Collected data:
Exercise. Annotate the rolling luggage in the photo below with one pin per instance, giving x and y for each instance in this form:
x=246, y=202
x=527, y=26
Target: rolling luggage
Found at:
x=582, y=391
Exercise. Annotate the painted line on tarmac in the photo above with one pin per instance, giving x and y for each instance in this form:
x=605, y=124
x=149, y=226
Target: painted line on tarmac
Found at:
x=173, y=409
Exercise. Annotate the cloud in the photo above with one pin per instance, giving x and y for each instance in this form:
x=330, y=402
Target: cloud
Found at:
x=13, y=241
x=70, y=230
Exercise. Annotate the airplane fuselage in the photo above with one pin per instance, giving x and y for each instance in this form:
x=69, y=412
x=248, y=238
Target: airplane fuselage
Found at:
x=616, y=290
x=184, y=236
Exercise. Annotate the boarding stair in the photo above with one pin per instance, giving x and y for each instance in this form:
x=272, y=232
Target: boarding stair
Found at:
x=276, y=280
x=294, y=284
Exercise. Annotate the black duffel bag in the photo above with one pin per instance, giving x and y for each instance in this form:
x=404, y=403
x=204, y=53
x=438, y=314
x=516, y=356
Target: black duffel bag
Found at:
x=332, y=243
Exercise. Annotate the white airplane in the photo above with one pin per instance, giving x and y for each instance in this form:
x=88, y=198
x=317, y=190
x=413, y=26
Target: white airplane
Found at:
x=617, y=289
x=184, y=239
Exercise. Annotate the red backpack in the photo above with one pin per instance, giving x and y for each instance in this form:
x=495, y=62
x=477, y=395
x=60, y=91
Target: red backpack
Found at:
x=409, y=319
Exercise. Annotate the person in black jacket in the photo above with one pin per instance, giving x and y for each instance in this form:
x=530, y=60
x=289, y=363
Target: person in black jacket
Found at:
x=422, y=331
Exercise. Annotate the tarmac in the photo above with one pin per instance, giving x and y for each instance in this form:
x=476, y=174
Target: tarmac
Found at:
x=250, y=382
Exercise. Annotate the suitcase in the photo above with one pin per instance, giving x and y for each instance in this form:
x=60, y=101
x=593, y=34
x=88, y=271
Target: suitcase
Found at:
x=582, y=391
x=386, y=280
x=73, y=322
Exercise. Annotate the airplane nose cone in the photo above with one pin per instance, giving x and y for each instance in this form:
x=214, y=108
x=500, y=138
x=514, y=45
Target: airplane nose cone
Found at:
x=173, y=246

### [WHAT THE TASK ASKS]
Output every line of the listing above as a JSON list of strings, one string per line, omitting blank lines.

### [FINISHED ANSWER]
[
  "Exercise. Annotate the rolling luggage in the photo below with one pin per instance, giving x and y for each instance in this form:",
  "x=246, y=202",
  "x=527, y=26",
  "Target: rolling luggage",
  "Found at:",
  "x=582, y=391",
  "Exercise. Annotate the painted line on tarmac in the photo above with one pin per instance, giving x and y for each instance in this form:",
  "x=605, y=124",
  "x=149, y=226",
  "Target: painted line on tarmac",
  "Found at:",
  "x=173, y=409",
  "Exercise. Annotate the cloud in the photo above with one pin per instance, giving x and y for each instance in this form:",
  "x=330, y=402",
  "Target: cloud",
  "Found at:",
  "x=13, y=241",
  "x=70, y=230",
  "Exercise. Annotate the airplane fuselage in the photo above with one pin per instance, giving x and y for each instance in this form:",
  "x=69, y=412",
  "x=248, y=238",
  "Target: airplane fuselage",
  "Found at:",
  "x=616, y=290",
  "x=184, y=236",
  "Exercise. Annotate the boarding stair in the photo above with one pin per instance, giving x and y for each instance in this form:",
  "x=272, y=232",
  "Target: boarding stair",
  "Found at:",
  "x=276, y=280",
  "x=294, y=284",
  "Exercise. Annotate the black duffel bag in the photo above with one pin per instance, giving x and y for each instance in this form:",
  "x=404, y=403",
  "x=204, y=53",
  "x=438, y=314",
  "x=516, y=356",
  "Target: black duffel bag",
  "Found at:",
  "x=332, y=243",
  "Exercise. Annotate the white airplane in the photo above with one pin per instance, giving x and y for each instance in this form:",
  "x=88, y=198",
  "x=317, y=190",
  "x=413, y=26",
  "Target: white airplane",
  "Found at:",
  "x=617, y=289",
  "x=184, y=239",
  "Exercise. Annotate the red backpack in the photo above with one pin per instance, giving x and y for each instance in this form:",
  "x=495, y=62",
  "x=477, y=395",
  "x=60, y=91",
  "Target: red backpack",
  "Found at:",
  "x=409, y=319",
  "Exercise. Annotate the person in black jacket in the photo above with one pin per instance, giving x and y for each instance in this form:",
  "x=530, y=60",
  "x=289, y=363",
  "Target: person in black jacket",
  "Found at:",
  "x=422, y=331",
  "Exercise. Annotate the tarmac in the photo above with one pin per instance, giving x and y for each instance in this form:",
  "x=476, y=174",
  "Target: tarmac",
  "Found at:",
  "x=250, y=382",
  "Exercise. Annotate the suitcase in the photo above with one pin per instance, giving x and y for each instance in this form:",
  "x=60, y=101",
  "x=593, y=34",
  "x=88, y=271",
  "Target: suitcase",
  "Found at:",
  "x=582, y=391",
  "x=386, y=280",
  "x=73, y=322",
  "Exercise. Annotate the airplane nose cone in the photo above with one pin per instance, giving x and y for each instance in this form:",
  "x=214, y=108",
  "x=500, y=138",
  "x=514, y=45",
  "Target: airplane nose cone",
  "Found at:",
  "x=173, y=246"
]